▶ [WHAT YOU HAVE TO DO]:
Please repeat the lines word for word, starting with the line that contains "Tag the car" and continuing through the line that contains "[[419, 401], [442, 408]]", both included.

▶ [RAW DATA]:
──────────────────────────────

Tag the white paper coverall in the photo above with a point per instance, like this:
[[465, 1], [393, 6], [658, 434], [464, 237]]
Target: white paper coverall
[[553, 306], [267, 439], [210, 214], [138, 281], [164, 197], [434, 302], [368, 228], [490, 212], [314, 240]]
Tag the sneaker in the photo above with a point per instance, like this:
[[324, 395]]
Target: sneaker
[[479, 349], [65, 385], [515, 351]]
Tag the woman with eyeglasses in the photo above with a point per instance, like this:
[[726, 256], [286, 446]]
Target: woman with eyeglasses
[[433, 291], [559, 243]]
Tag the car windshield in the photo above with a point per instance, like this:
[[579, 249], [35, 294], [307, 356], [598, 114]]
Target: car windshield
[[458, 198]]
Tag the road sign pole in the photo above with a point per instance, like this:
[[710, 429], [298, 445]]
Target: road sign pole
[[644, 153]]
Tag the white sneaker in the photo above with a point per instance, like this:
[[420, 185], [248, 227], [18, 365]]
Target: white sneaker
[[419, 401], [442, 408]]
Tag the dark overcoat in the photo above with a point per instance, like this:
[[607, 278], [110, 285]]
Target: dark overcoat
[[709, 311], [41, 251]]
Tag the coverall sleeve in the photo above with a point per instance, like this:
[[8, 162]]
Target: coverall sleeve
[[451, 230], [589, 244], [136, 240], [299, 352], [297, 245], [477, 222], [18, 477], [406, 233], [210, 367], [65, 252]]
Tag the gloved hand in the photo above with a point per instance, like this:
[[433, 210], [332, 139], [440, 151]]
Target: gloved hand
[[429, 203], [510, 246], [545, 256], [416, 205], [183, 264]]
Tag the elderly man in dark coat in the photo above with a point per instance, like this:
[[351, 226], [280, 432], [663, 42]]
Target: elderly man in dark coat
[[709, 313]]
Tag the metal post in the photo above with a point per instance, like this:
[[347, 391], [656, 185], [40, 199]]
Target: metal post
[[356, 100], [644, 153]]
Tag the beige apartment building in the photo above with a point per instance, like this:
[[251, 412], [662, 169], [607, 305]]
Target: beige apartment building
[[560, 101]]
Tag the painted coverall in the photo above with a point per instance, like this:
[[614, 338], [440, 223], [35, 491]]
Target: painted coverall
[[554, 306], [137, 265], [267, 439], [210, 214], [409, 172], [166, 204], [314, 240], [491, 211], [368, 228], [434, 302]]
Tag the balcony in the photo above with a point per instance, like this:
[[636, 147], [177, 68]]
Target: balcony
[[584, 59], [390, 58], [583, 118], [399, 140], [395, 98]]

──────────────────────────────

▶ [RESPONSE]:
Tag the car windshield in the photo above with a point per instance, like this:
[[579, 249], [35, 294], [307, 356], [598, 114]]
Target: car windshield
[[458, 198]]
Tag the road sign pole in the photo above with a point per instance, like this:
[[710, 429], [298, 445]]
Target: road sign pole
[[644, 153]]
Tag the white sneaker in the photo above with a point per instance, like this:
[[420, 185], [248, 227], [18, 365]]
Target: white sneaker
[[419, 401], [442, 408]]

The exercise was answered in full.